- [Aim]: Copy every row below without changing a single character.
=== Records for processing ===
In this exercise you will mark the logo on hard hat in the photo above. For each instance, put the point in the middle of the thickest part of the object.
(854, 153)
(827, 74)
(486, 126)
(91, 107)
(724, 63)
===
- [Full output]:
In this exercise you will mark the logo on hard hat in the photo above. For each instance, put the point in the middle of the thickest part of the object.
(854, 153)
(827, 74)
(486, 126)
(91, 107)
(724, 63)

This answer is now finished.